*** SOURCE MATERIAL ***

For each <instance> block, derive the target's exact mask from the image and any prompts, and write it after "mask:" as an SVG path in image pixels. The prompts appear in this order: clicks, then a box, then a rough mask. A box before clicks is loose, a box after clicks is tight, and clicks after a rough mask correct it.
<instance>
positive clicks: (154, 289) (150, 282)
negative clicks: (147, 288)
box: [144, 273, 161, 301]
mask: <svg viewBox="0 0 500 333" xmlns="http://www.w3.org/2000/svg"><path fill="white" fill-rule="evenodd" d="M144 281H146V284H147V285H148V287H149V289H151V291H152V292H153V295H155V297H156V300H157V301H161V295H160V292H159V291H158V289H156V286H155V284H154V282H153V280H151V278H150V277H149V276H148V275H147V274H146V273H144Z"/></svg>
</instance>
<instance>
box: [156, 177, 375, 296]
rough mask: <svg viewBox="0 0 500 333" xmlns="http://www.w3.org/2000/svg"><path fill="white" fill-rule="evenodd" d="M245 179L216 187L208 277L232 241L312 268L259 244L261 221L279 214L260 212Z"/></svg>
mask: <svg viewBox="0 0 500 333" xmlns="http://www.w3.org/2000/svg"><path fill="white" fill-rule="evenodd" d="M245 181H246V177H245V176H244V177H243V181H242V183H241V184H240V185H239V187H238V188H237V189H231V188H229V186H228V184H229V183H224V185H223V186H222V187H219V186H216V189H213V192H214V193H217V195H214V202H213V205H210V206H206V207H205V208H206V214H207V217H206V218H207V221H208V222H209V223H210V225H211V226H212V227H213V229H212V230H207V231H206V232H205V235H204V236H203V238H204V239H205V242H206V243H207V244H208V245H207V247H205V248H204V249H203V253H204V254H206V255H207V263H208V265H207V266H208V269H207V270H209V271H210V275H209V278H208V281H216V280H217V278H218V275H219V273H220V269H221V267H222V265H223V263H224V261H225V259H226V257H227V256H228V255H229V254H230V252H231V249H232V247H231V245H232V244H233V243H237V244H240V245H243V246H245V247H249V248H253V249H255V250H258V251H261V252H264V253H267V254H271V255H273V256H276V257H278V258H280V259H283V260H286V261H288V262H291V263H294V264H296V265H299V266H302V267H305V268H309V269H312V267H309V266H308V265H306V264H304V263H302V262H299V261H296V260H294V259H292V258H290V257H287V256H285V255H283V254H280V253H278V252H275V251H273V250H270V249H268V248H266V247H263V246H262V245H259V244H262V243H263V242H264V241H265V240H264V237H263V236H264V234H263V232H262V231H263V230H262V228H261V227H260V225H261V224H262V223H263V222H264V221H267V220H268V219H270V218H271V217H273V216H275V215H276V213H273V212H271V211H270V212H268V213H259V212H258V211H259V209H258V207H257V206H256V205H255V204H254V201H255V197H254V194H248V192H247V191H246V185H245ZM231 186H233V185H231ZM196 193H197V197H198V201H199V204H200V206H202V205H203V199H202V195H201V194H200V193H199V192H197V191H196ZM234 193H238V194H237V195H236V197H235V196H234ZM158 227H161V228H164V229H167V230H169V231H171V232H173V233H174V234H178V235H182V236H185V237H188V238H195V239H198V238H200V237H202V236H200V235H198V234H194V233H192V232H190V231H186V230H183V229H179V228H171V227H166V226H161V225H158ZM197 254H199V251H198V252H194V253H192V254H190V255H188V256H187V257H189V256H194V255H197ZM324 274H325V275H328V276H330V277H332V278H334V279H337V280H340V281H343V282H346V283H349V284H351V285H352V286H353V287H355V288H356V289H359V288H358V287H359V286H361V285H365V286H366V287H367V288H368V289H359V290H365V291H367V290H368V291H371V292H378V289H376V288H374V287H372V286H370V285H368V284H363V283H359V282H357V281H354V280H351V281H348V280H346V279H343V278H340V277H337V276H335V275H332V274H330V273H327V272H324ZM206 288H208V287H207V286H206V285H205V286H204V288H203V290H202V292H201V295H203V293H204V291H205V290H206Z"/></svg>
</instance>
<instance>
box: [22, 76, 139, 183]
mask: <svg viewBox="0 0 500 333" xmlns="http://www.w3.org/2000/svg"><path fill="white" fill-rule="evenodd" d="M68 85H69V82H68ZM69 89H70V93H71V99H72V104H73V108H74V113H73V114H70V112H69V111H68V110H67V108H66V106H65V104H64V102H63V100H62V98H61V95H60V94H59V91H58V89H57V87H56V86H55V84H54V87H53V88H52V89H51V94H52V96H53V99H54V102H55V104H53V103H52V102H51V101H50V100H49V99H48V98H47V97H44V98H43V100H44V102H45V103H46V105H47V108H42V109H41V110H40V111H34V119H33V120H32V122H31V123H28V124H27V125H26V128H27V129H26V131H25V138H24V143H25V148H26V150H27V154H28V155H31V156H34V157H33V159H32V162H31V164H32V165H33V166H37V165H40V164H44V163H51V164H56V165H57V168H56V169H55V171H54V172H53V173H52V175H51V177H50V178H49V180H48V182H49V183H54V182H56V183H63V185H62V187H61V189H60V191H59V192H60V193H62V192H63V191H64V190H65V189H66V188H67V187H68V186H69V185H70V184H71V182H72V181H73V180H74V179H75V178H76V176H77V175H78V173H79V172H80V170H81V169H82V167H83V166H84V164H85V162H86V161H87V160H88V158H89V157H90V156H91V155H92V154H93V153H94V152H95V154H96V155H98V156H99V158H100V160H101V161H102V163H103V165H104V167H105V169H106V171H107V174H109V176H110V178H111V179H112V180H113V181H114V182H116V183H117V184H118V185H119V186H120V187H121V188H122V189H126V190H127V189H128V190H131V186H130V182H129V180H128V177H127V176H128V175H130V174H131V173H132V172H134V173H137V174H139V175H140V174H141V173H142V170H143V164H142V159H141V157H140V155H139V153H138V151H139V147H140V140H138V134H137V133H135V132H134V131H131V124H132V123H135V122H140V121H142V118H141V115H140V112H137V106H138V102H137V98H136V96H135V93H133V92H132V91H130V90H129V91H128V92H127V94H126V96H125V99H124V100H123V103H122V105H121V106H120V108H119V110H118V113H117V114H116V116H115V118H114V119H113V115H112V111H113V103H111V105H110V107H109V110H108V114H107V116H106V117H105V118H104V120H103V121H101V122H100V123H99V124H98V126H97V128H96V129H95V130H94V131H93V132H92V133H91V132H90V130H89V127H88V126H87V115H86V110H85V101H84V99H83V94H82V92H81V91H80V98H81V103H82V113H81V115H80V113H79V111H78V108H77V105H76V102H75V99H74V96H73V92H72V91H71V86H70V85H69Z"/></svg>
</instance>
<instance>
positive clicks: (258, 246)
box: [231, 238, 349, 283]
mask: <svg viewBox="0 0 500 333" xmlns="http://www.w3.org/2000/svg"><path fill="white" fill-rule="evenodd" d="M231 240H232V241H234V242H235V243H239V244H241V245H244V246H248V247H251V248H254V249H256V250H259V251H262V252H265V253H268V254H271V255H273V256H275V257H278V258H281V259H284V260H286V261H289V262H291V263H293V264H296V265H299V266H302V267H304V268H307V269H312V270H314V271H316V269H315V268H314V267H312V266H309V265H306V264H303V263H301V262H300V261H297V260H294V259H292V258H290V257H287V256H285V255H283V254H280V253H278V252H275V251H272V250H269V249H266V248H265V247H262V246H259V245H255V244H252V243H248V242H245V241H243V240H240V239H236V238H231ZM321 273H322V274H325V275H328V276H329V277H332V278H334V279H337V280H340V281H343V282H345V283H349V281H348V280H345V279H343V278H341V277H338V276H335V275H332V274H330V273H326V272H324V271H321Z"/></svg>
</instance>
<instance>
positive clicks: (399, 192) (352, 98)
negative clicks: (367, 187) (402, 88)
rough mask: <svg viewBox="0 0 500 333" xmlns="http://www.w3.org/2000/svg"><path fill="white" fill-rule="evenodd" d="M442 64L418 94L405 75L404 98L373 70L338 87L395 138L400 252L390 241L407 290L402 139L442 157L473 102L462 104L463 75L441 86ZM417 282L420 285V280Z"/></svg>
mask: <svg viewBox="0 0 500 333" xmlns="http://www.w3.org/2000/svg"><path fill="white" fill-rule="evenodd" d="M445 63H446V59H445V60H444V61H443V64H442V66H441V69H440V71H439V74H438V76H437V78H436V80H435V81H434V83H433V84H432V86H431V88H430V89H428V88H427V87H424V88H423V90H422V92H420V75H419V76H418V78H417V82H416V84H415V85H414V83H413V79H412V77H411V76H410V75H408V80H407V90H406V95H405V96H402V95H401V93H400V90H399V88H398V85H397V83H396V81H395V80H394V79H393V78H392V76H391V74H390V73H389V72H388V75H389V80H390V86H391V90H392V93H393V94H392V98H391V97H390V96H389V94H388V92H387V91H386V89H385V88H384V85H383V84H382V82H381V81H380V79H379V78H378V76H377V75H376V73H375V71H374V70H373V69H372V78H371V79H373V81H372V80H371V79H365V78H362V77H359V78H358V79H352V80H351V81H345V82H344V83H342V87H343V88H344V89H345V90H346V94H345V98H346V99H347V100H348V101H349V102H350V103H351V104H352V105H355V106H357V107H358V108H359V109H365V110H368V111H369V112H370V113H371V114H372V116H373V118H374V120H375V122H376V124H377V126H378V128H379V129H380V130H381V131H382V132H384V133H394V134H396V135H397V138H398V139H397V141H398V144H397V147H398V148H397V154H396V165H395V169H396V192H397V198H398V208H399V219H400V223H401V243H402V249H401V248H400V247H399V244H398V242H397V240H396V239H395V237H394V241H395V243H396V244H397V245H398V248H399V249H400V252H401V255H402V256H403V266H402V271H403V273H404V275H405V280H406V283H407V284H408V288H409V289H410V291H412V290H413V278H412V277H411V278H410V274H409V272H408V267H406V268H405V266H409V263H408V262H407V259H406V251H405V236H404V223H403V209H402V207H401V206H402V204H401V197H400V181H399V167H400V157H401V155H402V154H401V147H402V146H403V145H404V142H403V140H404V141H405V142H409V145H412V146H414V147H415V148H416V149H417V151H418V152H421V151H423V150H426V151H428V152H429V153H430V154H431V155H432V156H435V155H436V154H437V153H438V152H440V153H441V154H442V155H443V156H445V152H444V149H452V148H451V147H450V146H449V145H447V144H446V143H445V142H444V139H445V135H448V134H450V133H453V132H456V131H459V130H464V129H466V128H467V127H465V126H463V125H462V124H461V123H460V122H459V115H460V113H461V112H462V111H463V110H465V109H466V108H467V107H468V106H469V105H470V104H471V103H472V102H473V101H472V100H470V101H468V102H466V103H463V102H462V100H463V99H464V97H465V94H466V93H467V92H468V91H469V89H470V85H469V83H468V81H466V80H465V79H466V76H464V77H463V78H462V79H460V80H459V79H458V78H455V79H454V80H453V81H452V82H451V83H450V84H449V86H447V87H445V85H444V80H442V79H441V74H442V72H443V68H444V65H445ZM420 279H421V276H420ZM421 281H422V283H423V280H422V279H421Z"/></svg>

*** End of SOURCE MATERIAL ***
*** SOURCE MATERIAL ***

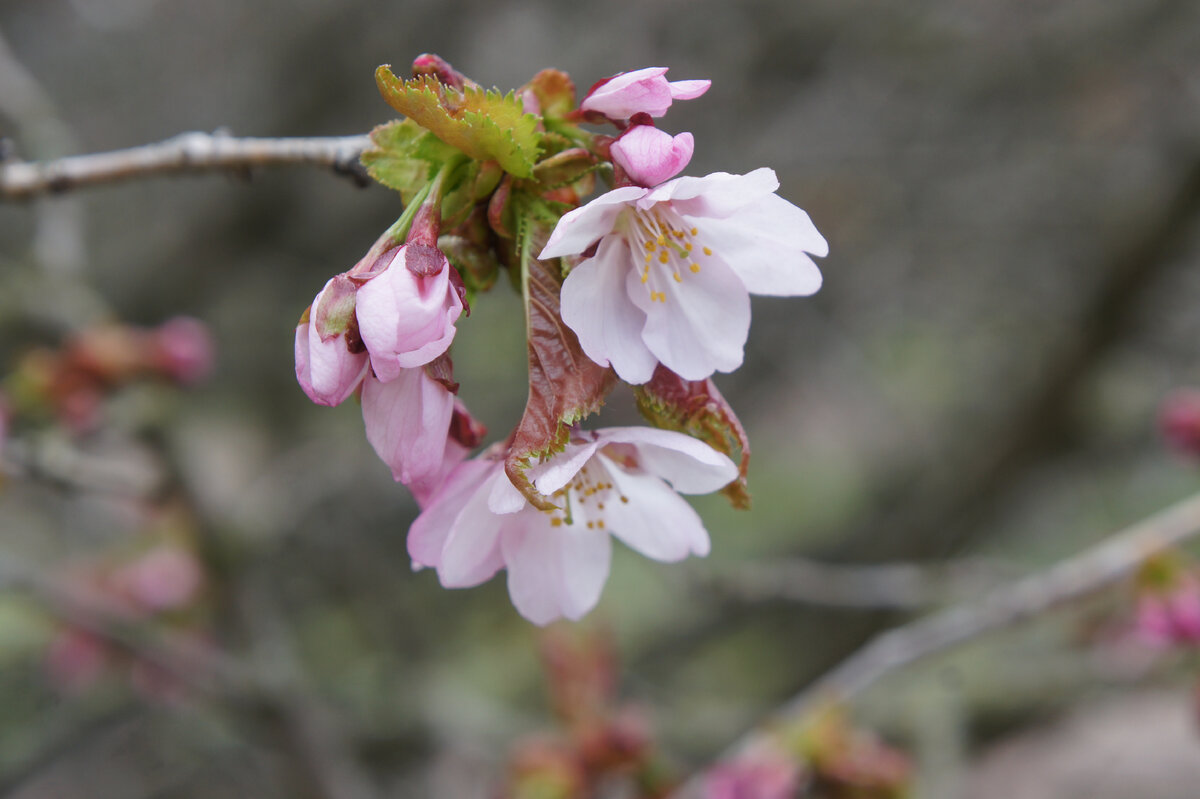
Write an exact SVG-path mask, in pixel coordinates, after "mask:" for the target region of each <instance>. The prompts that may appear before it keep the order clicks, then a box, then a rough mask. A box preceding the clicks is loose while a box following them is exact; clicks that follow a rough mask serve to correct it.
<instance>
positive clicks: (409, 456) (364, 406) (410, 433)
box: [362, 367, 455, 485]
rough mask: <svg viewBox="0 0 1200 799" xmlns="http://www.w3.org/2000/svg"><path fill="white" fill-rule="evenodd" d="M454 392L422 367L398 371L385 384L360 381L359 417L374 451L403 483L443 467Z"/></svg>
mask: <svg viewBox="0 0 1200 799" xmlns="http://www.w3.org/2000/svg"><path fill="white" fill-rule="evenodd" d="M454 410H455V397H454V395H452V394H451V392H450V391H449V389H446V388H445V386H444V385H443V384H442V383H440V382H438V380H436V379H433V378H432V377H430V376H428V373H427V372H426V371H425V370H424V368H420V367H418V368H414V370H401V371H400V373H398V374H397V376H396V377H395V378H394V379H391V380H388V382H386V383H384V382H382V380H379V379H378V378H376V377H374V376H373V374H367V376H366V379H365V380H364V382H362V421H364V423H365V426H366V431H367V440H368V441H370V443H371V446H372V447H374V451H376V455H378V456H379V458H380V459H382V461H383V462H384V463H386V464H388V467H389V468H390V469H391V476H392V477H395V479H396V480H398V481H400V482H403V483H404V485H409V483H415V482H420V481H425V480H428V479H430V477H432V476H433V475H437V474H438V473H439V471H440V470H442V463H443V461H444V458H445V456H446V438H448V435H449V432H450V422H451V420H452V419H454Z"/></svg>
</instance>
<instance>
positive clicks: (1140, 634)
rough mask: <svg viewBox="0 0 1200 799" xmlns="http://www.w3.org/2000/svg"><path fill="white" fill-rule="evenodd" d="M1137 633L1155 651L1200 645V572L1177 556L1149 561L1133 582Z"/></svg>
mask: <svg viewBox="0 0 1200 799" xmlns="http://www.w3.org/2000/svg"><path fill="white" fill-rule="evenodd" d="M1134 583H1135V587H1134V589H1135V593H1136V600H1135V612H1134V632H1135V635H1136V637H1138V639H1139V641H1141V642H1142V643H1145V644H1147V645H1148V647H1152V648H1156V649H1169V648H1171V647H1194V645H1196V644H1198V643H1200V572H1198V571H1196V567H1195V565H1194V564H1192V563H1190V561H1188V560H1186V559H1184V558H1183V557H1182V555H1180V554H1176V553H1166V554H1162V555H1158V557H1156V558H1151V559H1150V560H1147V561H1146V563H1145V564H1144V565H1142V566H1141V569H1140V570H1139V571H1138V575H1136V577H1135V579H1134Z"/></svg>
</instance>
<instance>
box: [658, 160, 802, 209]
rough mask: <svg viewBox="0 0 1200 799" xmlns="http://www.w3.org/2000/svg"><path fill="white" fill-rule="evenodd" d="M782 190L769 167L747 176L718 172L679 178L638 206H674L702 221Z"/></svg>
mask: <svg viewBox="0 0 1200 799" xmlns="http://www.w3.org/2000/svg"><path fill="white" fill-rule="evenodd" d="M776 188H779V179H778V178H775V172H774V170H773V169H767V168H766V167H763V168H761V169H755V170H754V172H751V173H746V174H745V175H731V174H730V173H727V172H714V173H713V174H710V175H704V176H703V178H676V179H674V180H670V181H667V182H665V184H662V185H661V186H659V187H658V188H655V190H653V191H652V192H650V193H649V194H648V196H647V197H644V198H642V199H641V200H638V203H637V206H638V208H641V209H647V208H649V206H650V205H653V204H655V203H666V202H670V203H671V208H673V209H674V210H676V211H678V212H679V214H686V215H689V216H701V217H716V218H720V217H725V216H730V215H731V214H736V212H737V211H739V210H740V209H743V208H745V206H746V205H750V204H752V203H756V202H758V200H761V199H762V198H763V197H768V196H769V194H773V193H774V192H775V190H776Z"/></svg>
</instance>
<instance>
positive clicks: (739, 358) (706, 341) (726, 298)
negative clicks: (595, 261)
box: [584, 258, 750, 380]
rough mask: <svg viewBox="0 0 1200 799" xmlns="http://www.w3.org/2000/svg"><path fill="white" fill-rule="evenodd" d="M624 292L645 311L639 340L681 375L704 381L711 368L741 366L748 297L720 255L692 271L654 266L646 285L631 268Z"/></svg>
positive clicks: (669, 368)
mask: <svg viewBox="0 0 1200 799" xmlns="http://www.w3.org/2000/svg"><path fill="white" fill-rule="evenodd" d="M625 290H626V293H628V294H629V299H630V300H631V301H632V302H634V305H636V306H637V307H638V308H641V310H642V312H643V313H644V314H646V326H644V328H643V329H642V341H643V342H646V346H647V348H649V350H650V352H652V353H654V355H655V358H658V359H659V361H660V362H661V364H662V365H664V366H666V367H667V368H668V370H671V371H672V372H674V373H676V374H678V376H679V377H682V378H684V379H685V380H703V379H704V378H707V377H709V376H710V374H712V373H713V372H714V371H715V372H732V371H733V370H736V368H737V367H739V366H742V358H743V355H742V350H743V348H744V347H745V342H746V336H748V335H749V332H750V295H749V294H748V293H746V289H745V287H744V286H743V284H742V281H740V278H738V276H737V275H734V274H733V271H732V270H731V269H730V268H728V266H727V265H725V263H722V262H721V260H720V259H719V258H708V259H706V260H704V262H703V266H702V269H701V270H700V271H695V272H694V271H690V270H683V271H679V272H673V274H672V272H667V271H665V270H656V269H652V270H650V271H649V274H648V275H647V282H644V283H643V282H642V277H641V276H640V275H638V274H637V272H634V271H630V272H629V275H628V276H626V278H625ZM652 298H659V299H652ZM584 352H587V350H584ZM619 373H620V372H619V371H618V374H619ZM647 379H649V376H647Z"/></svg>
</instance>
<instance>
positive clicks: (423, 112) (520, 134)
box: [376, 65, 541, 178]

*** End of SOURCE MATERIAL ***

- WORK TO COMPLETE
Count the lines in the data above that contain the string "negative", with case counting. Give only the number.

- RESPONSE BELOW
3